## WRITTEN REQUEST
Copy every record below exactly as written, but leave out the pictures.

— BEGIN —

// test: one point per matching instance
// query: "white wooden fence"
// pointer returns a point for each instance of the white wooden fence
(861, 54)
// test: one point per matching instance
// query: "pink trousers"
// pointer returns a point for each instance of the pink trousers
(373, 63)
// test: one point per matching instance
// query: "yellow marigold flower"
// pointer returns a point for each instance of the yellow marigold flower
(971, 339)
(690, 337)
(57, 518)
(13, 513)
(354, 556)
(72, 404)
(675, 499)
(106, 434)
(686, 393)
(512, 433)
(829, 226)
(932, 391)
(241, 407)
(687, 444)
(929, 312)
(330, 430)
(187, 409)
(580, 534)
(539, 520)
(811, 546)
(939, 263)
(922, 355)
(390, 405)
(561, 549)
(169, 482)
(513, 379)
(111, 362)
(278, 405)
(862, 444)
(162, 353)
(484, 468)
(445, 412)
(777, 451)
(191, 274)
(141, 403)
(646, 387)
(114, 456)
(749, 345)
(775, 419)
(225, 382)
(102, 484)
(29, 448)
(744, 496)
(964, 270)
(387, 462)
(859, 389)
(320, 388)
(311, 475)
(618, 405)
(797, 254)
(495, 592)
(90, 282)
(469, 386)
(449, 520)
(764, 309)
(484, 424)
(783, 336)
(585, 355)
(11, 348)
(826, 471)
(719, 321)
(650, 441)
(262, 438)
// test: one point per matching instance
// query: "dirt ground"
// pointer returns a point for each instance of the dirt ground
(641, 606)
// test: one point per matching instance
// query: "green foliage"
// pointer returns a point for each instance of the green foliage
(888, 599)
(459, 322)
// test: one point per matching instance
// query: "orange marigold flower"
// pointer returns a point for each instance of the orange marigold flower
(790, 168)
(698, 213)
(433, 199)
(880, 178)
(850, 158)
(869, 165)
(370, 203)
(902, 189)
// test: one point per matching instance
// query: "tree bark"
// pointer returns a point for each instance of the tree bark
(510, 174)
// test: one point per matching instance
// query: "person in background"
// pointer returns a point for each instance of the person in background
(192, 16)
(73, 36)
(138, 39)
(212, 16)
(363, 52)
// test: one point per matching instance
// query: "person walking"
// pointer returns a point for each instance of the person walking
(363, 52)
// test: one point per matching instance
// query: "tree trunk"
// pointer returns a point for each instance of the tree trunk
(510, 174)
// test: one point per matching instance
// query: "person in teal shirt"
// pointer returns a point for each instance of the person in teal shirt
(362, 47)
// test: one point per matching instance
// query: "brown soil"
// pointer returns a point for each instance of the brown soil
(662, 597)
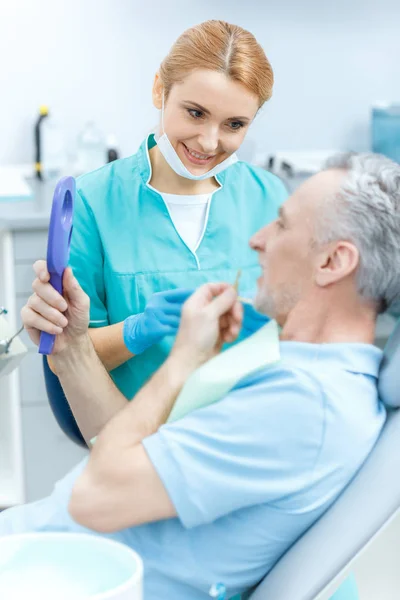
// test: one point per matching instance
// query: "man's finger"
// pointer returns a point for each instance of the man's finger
(33, 320)
(40, 269)
(74, 291)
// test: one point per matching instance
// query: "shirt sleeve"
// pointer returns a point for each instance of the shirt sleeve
(257, 445)
(87, 260)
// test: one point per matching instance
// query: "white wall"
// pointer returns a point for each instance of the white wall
(97, 58)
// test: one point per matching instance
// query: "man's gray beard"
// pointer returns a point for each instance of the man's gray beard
(279, 303)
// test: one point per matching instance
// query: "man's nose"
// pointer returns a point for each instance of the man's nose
(257, 241)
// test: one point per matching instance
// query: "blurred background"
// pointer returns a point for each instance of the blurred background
(94, 60)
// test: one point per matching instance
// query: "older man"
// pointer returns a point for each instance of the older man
(222, 493)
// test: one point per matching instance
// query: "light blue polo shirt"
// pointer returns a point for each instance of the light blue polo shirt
(249, 474)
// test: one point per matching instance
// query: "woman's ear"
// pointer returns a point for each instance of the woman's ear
(336, 262)
(157, 93)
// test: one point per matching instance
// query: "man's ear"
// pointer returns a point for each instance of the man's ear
(336, 262)
(157, 93)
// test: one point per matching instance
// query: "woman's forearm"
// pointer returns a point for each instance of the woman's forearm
(109, 345)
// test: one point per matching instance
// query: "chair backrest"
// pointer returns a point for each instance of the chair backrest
(364, 507)
(60, 407)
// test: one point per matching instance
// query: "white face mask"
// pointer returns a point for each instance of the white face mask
(172, 158)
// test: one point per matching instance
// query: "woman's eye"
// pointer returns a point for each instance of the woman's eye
(196, 114)
(235, 125)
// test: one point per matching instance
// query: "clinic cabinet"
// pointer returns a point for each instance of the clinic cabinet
(39, 452)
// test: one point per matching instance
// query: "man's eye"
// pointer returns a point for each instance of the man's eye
(236, 125)
(196, 114)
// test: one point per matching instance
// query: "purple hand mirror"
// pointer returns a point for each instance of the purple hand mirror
(58, 244)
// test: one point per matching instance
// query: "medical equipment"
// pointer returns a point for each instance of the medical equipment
(60, 407)
(313, 569)
(5, 344)
(58, 245)
(68, 566)
(213, 380)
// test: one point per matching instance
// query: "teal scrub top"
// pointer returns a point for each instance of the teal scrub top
(125, 247)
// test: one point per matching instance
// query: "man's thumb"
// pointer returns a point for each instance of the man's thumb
(72, 287)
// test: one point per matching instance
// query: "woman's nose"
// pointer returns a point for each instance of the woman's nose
(209, 140)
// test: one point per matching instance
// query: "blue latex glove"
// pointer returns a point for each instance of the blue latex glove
(252, 320)
(161, 317)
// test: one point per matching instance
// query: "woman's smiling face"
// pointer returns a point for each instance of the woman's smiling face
(206, 117)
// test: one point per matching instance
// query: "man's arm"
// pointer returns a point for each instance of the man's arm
(120, 487)
(91, 393)
(109, 344)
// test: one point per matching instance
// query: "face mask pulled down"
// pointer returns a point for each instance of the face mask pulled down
(172, 158)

— END —

## TASK SOLUTION
// test: one point per matching instance
// query: "white wooden fence"
// pointer returns a point for each instance of the white wooden fence
(861, 54)
// test: one point per matching instance
// query: "pink trousers"
// pointer returns a point for each instance of the pink trousers
(373, 63)
// test: one point per matching instance
// query: "yellow marigold flower"
// pointer returns a point for each instance of the yellow marigold flower
(971, 339)
(690, 337)
(57, 518)
(13, 513)
(354, 556)
(72, 404)
(675, 499)
(106, 434)
(686, 393)
(512, 433)
(829, 226)
(932, 391)
(241, 407)
(687, 444)
(929, 312)
(330, 430)
(187, 409)
(580, 534)
(539, 520)
(811, 546)
(939, 263)
(922, 355)
(390, 405)
(561, 549)
(169, 482)
(513, 379)
(111, 362)
(278, 405)
(862, 444)
(162, 353)
(484, 468)
(445, 412)
(777, 451)
(191, 274)
(141, 403)
(646, 387)
(114, 456)
(749, 345)
(775, 419)
(225, 382)
(102, 484)
(29, 448)
(744, 496)
(964, 270)
(387, 462)
(859, 389)
(320, 388)
(311, 475)
(618, 405)
(797, 254)
(495, 592)
(90, 282)
(469, 386)
(449, 520)
(764, 309)
(484, 424)
(783, 336)
(585, 355)
(11, 348)
(826, 471)
(719, 321)
(650, 441)
(262, 438)
// test: one point per matching instance
// query: "dirt ground"
// pointer returns a point for each instance of the dirt ground
(641, 606)
// test: one point per matching instance
// query: "green foliage"
// pointer returns a point for each instance of the green foliage
(888, 599)
(459, 322)
// test: one point per matching instance
// query: "orange marigold flower"
// pointer returns a point for each instance of the orange marigold flower
(790, 168)
(698, 213)
(433, 199)
(880, 178)
(850, 158)
(869, 165)
(370, 203)
(902, 189)
// test: one point per matching instance
// query: "tree bark"
// pointer returns a point for each instance of the tree bark
(510, 174)
// test: one point per matching instance
// query: "person in background"
// pointer returns a point for each instance of the person in background
(192, 16)
(73, 36)
(138, 39)
(212, 16)
(363, 52)
// test: one point per matching instance
// query: "person walking"
// pointer returns a point for each instance of the person walking
(363, 52)
// test: one point per matching instance
// query: "tree trunk"
// pointer returns a point for each instance of the tree trunk
(510, 174)
// test: one point per matching instance
// query: "person in teal shirt"
// pointer returns a point for each instance of the person in teal shirt
(362, 47)
// test: one point per matching instance
// query: "brown soil"
// pointer returns a point for each instance of the brown soil
(662, 597)
// test: one point per matching instance
// query: "man's finger"
// pointer returns a point for each instance of the man's finger
(33, 320)
(40, 269)
(74, 291)
// test: one point per matching instance
// query: "shirt sleeve"
// pointer returns a point for each instance of the shirt sleeve
(257, 445)
(87, 260)
// test: one point per matching instance
// query: "white wall"
// pointer returns a point for each instance of the white wall
(97, 58)
// test: one point per matching instance
// query: "man's gray beard"
// pointer returns a point for each instance of the man's gray beard
(279, 303)
// test: one point per matching instance
// query: "man's nose"
// pointer returns a point for each instance of the man's nose
(257, 241)
// test: one point per matching instance
// query: "blurred background"
// pointer returns a point for each instance of the blurred background
(94, 60)
// test: one point per matching instance
// query: "older man"
// pointer returns a point for each instance of the older man
(222, 493)
// test: one point per matching instance
// query: "light blue polo shirt"
// pointer returns a point for each instance of the light blue polo shirt
(249, 474)
// test: one point per matching instance
// query: "woman's ear"
// pointer returns a point for each instance of the woman's ear
(336, 262)
(157, 93)
// test: one point per matching instance
// query: "man's ear"
// pointer returns a point for each instance of the man's ear
(336, 262)
(157, 93)
// test: one point per matching instance
// query: "woman's forearm"
// pointer returns a point for each instance of the woman's forearm
(109, 345)
// test: one point per matching instance
// query: "chair backrest"
// pointer returns a point for each instance of the chair backrest
(364, 507)
(60, 407)
// test: one point per matching instance
// query: "white face mask"
// pointer returns a point for each instance of the white face mask
(172, 158)
// test: one point per matching instance
// query: "woman's eye"
// pointer returns a point for each instance of the woman's eye
(196, 114)
(235, 125)
// test: one point per matching instance
// query: "clinic cabinet"
// pointer returns a point for each instance of the clinic cabinet
(39, 452)
// test: one point per matching instance
// query: "man's eye"
// pointer returns a point for each instance of the man's eye
(236, 125)
(196, 114)
// test: one point per matching instance
// query: "purple hand mirror"
// pointer returns a point for each instance of the purple hand mirror
(58, 244)
// test: one point per matching instance
// query: "medical equipment"
// pointer returns a point for each instance of the medical equipment
(60, 407)
(313, 569)
(5, 344)
(58, 245)
(68, 566)
(213, 380)
// test: one point per matching instance
// query: "teal scrub top"
// pointer returns a point for each instance of the teal scrub top
(125, 247)
// test: one point per matching instance
// query: "man's thumb"
// pointer returns a point for each instance of the man's thumb
(72, 287)
// test: one point per matching instance
// query: "woman's nose"
// pointer returns a point for each instance of the woman's nose
(209, 140)
// test: one point per matching instance
// query: "blue latex glove"
// pointer returns a point for each instance of the blue latex glove
(252, 320)
(161, 317)
// test: one point per matching instance
// query: "woman's smiling face"
// pointer returns a point for each instance of the woman's smiling face
(206, 117)
// test: one point per matching instance
// query: "man's arm"
// pointer returns a point for each instance of the man's arm
(120, 487)
(91, 393)
(109, 344)
// test: one point per matching instance
// query: "face mask pulled down"
// pointer returns a point for each instance of the face mask pulled down
(172, 158)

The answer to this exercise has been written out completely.